■ Vorliegender Text:
■ ■ ■
Der Bundesrat hat in seiner 820. Sitzung am 10. März 2006 gemäß §§ 3 und 5 EUZBLG die folgende Stellungnahme beschlossen:
- 1. Der Bundesrat begrüßt grundsätzlich die Bemühungen der Kommission, Zollverfahren zu vereinfachen und die Sicherheit an den EU-Außengrenzen weiter zu verbessern.
- 2. Veraltete Verfahren, Arbeitsabläufe und Zollvorschriften, die für eine papiergestützte Abwicklung entwickelt wurden, schwächen den Zoll in seiner Funktion als Hauptakteur beim Grenzschutz und bei der Überwachung des internationalen Warenverkehrs. Der Bundesrat teilt die Einschätzung der Kommission, dass umfassende Neuerungen nicht durch weitere Änderungen des derzeitigen (veralteten) Zollkodexes erreicht werden können, sondern nur durch eine Generalüberholung, d.h. seine Ersetzung durch einen modernisierten Zollkodex der Gemeinschaft.
■ ■ ■
■ Kurzaufgabe 1:
In welcher Sitzung und an welchem Tag hat der Bundesrat die Stellungnahme beschlossen?
■ Kurzaufgabe 2:
Prüfen Sie, ob die folgenden Aussagen mit der Stellungnahme übereinstimmen. Antworten Sie jeweils mit Ja oder Nein und zitieren Sie die entscheidenden Worte der Stellungnahme wörtlich.
(a) Der Bundesrat lehnt die Bemühungen der Kommission ab, Zollverfahren zu vereinfachen.
(b) Veraltete Verfahren, die für eine papiergestützte Abwicklung entwickelt wurden, schwächen den Zoll.
(c) Umfassende Neuerungen lassen sich durch weitere Änderungen des derzeitigen Zollkodexes erreichen.

■ Datenauszug:
■ ■ ■
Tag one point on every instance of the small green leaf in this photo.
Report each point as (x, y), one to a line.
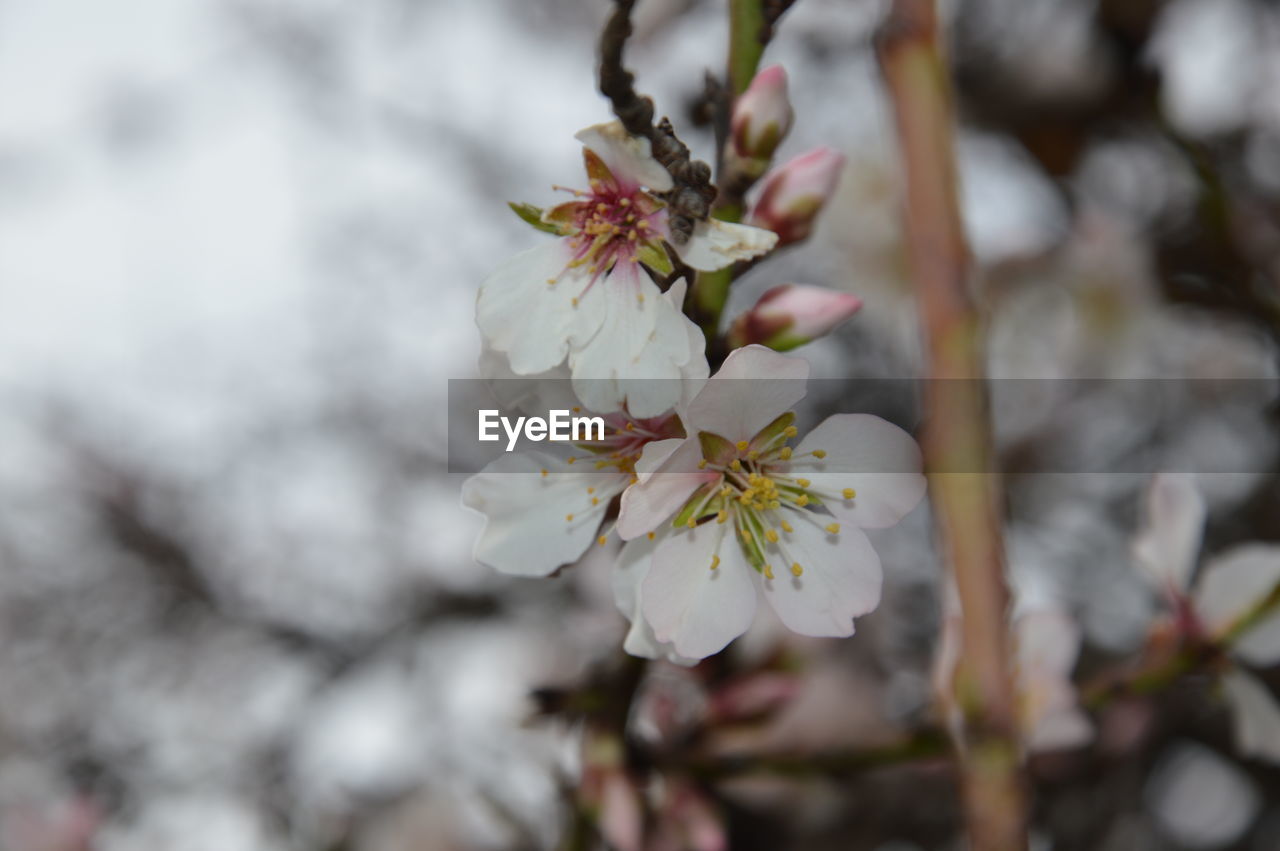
■ ■ ■
■ Korrekte Ausgabe 1:
In seiner 820. Sitzung am 10. März 2006.

■ Korrekte Ausgabe 2:
(a) Nein: „Der Bundesrat begrüßt grundsätzlich die Bemühungen der Kommission, Zollverfahren zu vereinfachen“
(b) Ja: „Veraltete Verfahren, Arbeitsabläufe und Zollvorschriften, die für eine papiergestützte Abwicklung entwickelt wurden, schwächen den Zoll“
(c) Nein: „dass umfassende Neuerungen nicht durch weitere Änderungen des derzeitigen (veralteten) Zollkodexes erreicht werden können“